ТЕКСТ СТРАНИЦЫ ▸
━━━━━━━━━━━━━━━━━━━━━━━━━━━━━━

Чтение онлайн

на главную - закладки

Жанры

Изобретая Восточную Европу: Карта цивилизации в сознании эпохи Просвещения
Шрифт:

Десять лет спустя, в 1980-х, в эпоху гласности, Советский Союз в лице правительства Горбачева пообещал миру новую «открытость», открытость навстречу переменам в коммунистической экономике, политике, общественной и культурной жизни. Одновременно это был вызов и нам, находившимся за пределами Советского Союза, приглашавший нас быть столь же открытыми в своем восприятии всего того, что происходило внутри «советского блока». Именно тогда я начал собирать материал для этой книги, впервые допустив возможность того, что все, что я знал о «Восточной Европе», было не только геополитической реальностью «холодной войны», но также и продуктом долговременных культурных влияний, подчеркивавших различия между Восточной Европой и Европой Западной. Вся моя научная подготовка в 1970-х и 1980-х была основана на том, что «Восточная Европа» (во второй половине XX века представлявшая собой «советский блок») была некоей данностью, внутренне однородным регионом и объектом исторических, политологических, экономических и социологических исследований. Университетские программы, исследовательские институты, научные журналы и особенно финансирование были построены

вокруг того принципа, что Восточная Европа, входившая вместе с Россией в советский блок, представляла собой область родственных стран и народов, тесно связанных между собой перипетиями «холодной войны». Однородность этого региона, созданную коммунизмом в холодную эпоху войны, было слишком легко проецировать в прошлое, где исследователи выискивали ранние следы регионального своеобразия. Американское правительство в самом буквальном смысле этого слова «инвестировало» в концепцию Восточной Европы, целенаправленно финансируя научные исследования этого региона, казавшегося особенно важным для национальной безопасности. В эпоху гласности, когда в Советском Союзе и в Восточной Европе стало возможным подвергать сомнению некоторые коммунистические формулы, еще недавно бывшие неприкасаемыми, нам тоже следовало относиться критически к собственным представлениям об этой части континента. Самое-время было задуматься, не была ли «Восточная Европа» лишь удобной формулой, которую «холодная война» и повышенное внимание к коммунизму сделали интеллектуально приемлемой. Горбачев, уже с русской стороны, вновь обратился к лозунгу Европы «от Атлантики до Урала», который де Голль в 1960-х выдвигал с французской точки зрения.

Затем в 1989 году неожиданно последовала полная дезинтеграция советского блока, когда коммунистические правительства по всему региону были свергнуты, а Советский Союз не пришел им на помощь. С разрушением Берлинской стены и падением «железного занавеса» различия между «Восточной Европой» и «Западной Европой», казавшиеся до тех пор столь непреложными, вдруг стали с трудом различимыми. В процессе наблюдения за растворением Восточной Европы в контексте падения коммунизма, мне, как историку, стало казаться особенно важным понять, как именно складывалось и утверждалось восприятие Восточной Европы как региона. С падением коммунизма в России в 1989 году и распадом Советского Союза в 1991 году современность ставила перед нами еще более насущный вопрос — и внутри России, и за ее пределами — можно ли будет признать Россию частью Европы? С ним была тесно связана и центральная историческая проблема: как получилось, что и внутри России, и за ее пределами Россию стали считать чем-то отдельным от Европы?

━━━━━━━━━━━━━━━━━━━━━━━━━━━━━━

ИСХОДНЫЕ ДАННЫЕ ▸
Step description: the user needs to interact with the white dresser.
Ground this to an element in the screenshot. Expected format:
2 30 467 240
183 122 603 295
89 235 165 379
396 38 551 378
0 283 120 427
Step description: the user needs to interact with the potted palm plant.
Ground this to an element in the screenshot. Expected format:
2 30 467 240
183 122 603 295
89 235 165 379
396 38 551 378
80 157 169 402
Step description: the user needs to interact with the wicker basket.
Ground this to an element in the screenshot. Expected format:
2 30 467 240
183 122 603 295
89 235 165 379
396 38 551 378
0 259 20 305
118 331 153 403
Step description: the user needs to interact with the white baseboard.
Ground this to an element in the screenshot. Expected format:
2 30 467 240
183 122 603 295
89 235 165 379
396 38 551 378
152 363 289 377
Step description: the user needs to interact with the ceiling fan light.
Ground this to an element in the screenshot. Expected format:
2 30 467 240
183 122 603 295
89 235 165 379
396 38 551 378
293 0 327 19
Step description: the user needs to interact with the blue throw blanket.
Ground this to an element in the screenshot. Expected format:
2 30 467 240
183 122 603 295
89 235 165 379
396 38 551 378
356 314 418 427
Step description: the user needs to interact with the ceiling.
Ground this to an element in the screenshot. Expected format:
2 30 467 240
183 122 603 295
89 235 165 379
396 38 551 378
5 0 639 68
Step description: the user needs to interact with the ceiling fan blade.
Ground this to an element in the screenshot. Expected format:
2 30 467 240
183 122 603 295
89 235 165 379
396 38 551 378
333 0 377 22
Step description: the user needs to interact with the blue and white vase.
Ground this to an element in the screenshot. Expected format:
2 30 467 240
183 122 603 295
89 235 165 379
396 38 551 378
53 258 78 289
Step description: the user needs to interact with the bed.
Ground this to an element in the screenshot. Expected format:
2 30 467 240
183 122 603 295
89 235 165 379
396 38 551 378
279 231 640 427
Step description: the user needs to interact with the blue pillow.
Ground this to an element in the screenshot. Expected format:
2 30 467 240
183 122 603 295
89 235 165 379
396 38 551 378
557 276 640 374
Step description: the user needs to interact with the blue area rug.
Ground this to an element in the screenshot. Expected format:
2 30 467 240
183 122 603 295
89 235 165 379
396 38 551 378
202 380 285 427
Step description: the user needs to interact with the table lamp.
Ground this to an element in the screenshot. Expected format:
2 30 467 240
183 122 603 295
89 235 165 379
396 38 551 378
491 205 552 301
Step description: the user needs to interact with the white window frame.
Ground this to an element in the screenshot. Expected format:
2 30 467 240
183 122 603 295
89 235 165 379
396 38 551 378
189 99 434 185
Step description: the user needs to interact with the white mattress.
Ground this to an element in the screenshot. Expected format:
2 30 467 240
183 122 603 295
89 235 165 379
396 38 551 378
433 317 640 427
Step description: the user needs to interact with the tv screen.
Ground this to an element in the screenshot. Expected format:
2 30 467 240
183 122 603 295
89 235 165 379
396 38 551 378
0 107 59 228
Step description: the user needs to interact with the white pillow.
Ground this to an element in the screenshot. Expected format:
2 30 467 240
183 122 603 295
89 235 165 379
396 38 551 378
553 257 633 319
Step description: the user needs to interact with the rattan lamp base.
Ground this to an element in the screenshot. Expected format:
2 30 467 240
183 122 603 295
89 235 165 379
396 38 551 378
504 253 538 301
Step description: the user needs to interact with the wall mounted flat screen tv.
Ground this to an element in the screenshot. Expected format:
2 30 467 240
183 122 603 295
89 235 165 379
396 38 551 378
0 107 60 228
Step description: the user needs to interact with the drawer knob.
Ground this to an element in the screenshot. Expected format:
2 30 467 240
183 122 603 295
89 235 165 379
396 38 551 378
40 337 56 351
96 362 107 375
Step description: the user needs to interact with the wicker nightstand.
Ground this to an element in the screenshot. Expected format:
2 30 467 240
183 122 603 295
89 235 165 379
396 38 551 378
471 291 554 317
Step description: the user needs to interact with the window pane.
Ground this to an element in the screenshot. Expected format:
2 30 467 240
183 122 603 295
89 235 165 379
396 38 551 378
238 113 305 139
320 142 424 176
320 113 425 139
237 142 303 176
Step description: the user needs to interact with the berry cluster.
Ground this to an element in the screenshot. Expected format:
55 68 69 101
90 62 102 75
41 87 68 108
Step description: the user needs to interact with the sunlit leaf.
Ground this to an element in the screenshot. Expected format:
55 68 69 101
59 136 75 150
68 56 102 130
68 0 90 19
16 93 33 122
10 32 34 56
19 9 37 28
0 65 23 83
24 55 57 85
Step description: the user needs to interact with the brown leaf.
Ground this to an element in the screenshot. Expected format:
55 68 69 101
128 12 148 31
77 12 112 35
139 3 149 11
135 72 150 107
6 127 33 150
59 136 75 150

━━━━━━━━━━━━━━━━━━━━━━━━━━━━━━

ПИСЬМЕННОЕ ЗАДАНИЕ ▸ Чей лозунг о Европе «от Атлантики до Урала», по тексту страницы выше, снова подхватил Горбачев?

ОТВЕТ НА ЗАДАНИЕ ▸ Этот лозунг в 1960-х выдвигал де Голль.